### Exercise set
1. Which magazine interviewed Cindy McCain, according to the blog post about her?
2. Reproduce the passage of the blog post about Cindy McCain starting with "Yeah, actually, that’s" and going on through "that he is.".

### Provided text
* * * * *

Cindy McCain insults troops with PTSD

Posted: October 10, 2008 in america, clueless, elitism, john mccain, lies, medical, military, politics, POW Jack, republicans, stupid, war

In what is fast becoming both a pathetic cliche and a sad reality of the McCain campaign, prospective first “lady” Cindy McCain has once again uttered a completely ignorant, insensitive and disrespectful comment about the troops in an interview.  Talking to Marie Claire magazine recently, she had this to say about her husband’s wartime experiences and the possiblity that he still suffers from them as a result:

MC: I heard that when you were in Vietnam recently, you found yourself in the same hospital room where your husband was taken after he was shot down. How did that feel? Surreal, or all too real?
Yeah, actually, that’s a great description of it. You know, I had this feeling that that was the place. Don’t ask me why, because I don’t know. And then they proceeded to tell me that indeed it was the hospital and it was the room where he’d been photographed — you know, that famous photograph of him.

MC: Did you get a chill?
I did. I got a chill, and I also was very poignantly reminded of just how strong my husband is, how tough and determined.

MC: You met your husband after his POW days. To what extent is that still with you — or is it a part of history?
My husband will be the first one to tell you that that’s in the past. Certainly it’s a part of who he is, but he doesn’t dwell on it. It’s not part of a daily experience that we experience or anything like that. But it has shaped him. It has made him the leader that he is.

MC: But no cold sweats in the middle of the night?

* * * * *

### Material shown

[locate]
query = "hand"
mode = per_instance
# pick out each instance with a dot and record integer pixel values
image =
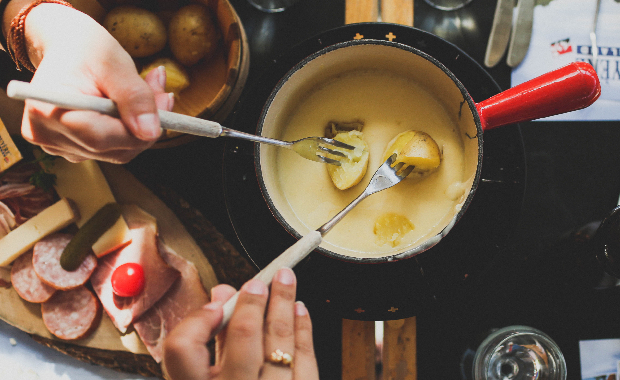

* * * * *

### Exercise solutions
1. Marie Claire

2.
Yeah, actually, that’s a great description of it. You know, I had this feeling that that was the place. Don’t ask me why, because I don’t know. And then they proceeded to tell me that indeed it was the hospital and it was the room where he’d been photographed — you know, that famous photograph of him.

MC: Did you get a chill?
I did. I got a chill, and I also was very poignantly reminded of just how strong my husband is, how tough and determined.

MC: You met your husband after his POW days. To what extent is that still with you — or is it a part of history?
My husband will be the first one to tell you that that’s in the past. Certainly it’s a part of who he is, but he doesn’t dwell on it. It’s not part of a daily experience that we experience or anything like that. But it has shaped him. It has made him the leader that he is.